● **WHAT YOU WILL DO**
Find every line in the records that contains the string "shirt" and copy each of those lines. The match is case-sensitive.

● **PROVIDED DATA**

****************

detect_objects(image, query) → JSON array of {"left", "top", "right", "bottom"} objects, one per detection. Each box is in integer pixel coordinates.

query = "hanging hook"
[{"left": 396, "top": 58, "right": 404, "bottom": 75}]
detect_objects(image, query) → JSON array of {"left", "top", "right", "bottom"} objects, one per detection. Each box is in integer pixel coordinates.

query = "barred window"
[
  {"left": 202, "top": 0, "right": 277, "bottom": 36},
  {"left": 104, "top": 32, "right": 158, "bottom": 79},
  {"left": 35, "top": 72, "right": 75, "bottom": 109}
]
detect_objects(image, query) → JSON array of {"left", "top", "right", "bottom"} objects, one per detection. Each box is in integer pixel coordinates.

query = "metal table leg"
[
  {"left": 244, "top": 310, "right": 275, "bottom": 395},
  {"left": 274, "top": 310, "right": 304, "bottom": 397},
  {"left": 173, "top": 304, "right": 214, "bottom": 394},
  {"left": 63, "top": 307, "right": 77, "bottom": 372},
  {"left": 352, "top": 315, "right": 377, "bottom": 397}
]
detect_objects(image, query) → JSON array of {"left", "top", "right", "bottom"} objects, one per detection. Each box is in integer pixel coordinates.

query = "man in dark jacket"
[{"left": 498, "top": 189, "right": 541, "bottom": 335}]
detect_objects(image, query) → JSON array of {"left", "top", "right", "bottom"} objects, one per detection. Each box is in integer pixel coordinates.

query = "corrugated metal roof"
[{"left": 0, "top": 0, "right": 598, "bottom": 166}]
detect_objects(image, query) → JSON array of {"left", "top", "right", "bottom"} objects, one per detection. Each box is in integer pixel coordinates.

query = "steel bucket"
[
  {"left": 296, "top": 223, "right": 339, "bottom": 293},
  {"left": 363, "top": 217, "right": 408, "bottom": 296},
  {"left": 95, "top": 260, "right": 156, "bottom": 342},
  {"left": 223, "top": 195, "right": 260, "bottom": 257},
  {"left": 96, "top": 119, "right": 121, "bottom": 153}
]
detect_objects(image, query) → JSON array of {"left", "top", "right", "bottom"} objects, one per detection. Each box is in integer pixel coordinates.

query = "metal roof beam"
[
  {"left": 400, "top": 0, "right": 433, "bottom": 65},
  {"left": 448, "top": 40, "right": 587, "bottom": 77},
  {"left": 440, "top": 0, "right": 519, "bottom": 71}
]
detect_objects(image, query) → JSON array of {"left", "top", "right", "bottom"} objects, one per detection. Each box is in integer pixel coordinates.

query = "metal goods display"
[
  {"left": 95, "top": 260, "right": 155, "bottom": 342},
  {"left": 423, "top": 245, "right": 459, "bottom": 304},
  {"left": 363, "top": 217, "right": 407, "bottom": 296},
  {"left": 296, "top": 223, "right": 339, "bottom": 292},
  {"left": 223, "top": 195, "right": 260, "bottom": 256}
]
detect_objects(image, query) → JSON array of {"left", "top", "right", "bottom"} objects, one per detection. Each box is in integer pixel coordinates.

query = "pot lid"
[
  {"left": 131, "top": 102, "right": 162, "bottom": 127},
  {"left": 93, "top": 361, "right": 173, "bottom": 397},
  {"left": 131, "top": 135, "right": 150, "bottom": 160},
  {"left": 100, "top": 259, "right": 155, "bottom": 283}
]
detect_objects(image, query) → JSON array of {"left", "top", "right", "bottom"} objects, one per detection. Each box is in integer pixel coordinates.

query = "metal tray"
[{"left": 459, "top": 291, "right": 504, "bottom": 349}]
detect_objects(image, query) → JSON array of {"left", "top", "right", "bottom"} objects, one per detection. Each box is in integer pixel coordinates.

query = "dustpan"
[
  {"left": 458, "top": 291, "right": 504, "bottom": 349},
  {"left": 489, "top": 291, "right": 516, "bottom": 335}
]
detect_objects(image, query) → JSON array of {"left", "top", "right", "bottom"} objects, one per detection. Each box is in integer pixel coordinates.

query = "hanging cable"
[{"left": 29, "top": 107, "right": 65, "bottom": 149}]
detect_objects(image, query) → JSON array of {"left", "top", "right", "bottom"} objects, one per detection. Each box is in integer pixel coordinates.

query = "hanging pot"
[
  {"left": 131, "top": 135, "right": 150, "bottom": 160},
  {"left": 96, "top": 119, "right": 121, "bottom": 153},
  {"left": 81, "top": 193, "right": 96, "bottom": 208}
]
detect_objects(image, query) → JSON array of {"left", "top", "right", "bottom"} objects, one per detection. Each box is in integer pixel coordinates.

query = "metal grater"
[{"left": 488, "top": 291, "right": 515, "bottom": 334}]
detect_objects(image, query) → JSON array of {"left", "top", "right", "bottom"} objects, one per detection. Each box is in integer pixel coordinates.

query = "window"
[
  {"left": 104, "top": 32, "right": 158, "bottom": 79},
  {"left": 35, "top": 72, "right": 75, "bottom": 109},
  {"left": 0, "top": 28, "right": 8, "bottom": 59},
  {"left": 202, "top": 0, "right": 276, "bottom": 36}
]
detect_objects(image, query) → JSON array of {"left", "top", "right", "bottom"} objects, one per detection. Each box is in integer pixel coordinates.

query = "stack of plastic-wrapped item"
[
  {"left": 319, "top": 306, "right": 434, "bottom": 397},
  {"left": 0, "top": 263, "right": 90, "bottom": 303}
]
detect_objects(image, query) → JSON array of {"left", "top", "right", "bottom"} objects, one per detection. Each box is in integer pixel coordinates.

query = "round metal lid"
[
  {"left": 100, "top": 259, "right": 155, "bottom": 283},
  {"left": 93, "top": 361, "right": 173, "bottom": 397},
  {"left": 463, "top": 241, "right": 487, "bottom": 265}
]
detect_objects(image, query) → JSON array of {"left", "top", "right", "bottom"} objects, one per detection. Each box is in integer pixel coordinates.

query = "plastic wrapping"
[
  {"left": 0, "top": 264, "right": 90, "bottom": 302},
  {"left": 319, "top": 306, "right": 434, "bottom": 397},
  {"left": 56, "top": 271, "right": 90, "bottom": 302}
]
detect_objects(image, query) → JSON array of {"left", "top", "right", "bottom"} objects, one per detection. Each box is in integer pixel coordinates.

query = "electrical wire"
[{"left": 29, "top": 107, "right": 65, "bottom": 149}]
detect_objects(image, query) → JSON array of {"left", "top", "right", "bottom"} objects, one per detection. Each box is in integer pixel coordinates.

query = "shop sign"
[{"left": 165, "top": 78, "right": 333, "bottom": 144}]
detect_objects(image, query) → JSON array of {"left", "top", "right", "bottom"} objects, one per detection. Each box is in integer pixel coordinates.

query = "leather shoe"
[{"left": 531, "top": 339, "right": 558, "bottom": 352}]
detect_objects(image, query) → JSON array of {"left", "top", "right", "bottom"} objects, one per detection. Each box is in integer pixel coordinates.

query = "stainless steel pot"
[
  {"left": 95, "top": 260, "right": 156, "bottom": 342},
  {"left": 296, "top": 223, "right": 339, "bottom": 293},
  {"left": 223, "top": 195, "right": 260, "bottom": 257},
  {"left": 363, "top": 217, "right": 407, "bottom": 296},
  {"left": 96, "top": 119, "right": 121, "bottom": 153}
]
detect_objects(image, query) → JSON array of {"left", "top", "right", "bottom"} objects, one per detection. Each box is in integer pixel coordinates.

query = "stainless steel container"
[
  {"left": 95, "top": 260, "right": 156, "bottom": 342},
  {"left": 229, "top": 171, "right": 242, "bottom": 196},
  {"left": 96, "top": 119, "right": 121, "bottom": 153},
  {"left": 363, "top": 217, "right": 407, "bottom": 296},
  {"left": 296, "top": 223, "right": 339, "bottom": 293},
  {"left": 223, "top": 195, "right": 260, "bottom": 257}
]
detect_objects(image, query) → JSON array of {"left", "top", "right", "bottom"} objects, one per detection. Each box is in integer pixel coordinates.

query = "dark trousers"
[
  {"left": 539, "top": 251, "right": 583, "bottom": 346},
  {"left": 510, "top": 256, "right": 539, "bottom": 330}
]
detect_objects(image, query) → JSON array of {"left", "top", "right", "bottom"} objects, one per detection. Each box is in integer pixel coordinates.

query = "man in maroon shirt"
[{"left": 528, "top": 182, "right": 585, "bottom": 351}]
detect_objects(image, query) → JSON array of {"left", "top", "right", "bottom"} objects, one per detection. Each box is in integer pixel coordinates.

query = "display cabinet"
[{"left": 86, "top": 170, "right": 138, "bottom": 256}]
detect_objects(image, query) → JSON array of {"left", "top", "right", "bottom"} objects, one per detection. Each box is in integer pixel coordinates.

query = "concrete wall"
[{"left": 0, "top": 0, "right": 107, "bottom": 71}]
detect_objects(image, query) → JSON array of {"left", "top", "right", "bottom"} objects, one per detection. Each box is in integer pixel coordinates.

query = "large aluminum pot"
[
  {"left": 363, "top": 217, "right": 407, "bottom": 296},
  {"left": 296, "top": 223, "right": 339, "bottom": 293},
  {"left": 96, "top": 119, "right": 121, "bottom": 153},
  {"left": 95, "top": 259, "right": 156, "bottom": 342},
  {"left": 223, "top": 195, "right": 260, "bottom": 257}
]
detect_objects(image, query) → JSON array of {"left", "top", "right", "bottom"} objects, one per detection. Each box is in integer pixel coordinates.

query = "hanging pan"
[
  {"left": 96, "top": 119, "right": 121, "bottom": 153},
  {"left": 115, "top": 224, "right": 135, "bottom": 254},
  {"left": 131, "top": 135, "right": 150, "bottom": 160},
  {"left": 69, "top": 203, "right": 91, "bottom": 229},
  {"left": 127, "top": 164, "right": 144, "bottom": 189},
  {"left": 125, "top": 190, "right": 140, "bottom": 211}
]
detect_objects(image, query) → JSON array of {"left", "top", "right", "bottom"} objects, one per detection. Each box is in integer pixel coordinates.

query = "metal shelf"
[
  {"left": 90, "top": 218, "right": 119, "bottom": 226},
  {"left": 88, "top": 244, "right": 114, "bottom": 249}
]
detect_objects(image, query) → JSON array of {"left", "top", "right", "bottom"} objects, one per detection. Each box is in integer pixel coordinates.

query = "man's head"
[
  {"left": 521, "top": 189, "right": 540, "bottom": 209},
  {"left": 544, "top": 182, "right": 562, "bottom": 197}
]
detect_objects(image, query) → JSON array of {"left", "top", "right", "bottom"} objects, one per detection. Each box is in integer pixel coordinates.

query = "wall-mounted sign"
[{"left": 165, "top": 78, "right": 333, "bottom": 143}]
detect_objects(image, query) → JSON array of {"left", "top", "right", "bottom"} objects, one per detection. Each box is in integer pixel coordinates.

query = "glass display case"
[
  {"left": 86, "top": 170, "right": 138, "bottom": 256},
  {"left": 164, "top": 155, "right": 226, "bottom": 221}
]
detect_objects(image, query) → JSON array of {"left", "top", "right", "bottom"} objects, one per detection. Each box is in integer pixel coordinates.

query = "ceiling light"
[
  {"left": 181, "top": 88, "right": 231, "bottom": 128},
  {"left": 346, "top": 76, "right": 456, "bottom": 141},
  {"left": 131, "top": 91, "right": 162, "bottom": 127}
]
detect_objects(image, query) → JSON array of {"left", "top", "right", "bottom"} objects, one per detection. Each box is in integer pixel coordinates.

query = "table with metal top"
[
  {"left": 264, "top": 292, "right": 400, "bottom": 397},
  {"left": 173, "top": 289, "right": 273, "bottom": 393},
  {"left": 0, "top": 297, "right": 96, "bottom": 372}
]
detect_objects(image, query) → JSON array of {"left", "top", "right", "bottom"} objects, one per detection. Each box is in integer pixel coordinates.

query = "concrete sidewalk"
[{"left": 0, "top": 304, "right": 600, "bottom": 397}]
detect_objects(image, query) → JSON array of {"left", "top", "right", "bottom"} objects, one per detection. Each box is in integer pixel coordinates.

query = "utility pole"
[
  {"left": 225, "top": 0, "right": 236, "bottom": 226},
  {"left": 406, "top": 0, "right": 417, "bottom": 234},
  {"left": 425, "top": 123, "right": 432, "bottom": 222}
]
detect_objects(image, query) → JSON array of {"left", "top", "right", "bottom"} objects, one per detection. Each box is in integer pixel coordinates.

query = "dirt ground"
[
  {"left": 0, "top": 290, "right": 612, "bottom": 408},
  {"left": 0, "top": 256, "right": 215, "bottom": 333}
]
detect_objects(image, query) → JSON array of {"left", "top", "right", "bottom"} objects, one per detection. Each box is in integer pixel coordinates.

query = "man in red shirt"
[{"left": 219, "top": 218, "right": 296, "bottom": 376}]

****************

● **RESULT FOR THIS EXERCISE**
query = "man in maroon shirt"
query = "man in red shirt"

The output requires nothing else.